Please copy the listing below line for line, changing nothing.
---------- Record extracts ----------
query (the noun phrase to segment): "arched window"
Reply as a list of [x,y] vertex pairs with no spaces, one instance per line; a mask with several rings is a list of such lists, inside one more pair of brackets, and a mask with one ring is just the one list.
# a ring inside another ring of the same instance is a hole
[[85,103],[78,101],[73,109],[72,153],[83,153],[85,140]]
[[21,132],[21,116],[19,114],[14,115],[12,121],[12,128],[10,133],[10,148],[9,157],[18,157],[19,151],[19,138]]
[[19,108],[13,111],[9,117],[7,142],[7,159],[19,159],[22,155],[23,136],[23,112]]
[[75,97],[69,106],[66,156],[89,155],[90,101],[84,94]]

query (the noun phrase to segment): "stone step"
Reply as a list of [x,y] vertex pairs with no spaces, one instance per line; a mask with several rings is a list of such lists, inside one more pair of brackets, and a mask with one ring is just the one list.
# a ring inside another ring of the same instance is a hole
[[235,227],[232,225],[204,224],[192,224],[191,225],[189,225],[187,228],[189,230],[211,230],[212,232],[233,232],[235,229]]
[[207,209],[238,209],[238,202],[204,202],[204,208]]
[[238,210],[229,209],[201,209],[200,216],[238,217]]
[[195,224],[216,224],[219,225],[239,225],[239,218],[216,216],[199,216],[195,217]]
----------
### Exercise result
query (the noun phrase to segment): "arched window"
Reply as a list of [x,y] vertex pairs with no spaces, one instance per line; a mask with several rings is a list of such lists, inside one more pair of brackets, and a mask with one ring is just the one list.
# a ring inside another ring of the same instance is a hole
[[85,103],[78,101],[73,109],[72,153],[83,153],[85,140]]
[[21,132],[21,116],[19,114],[14,115],[12,121],[12,128],[10,133],[10,148],[9,157],[18,157],[19,151],[19,138]]
[[19,108],[13,111],[9,117],[7,142],[7,159],[19,159],[22,155],[23,136],[23,112]]
[[75,97],[69,106],[66,156],[89,155],[90,101],[84,94]]

query (the noun phrase to segment): "stone step"
Reply as a list of [x,y] vertex pairs with no spaces, one instance per line; a mask with several rings is a list of such lists, inside one more pair of brackets, and a mask with one ring is just the one list.
# a ring inside another ring of the same instance is a hole
[[235,227],[232,225],[204,224],[192,224],[191,225],[189,225],[187,228],[189,230],[211,230],[212,232],[233,232],[235,229]]
[[207,209],[238,209],[238,202],[204,202],[204,208]]
[[238,210],[229,209],[201,209],[200,216],[238,217]]
[[195,224],[216,224],[219,225],[239,225],[239,218],[216,216],[199,216],[195,217]]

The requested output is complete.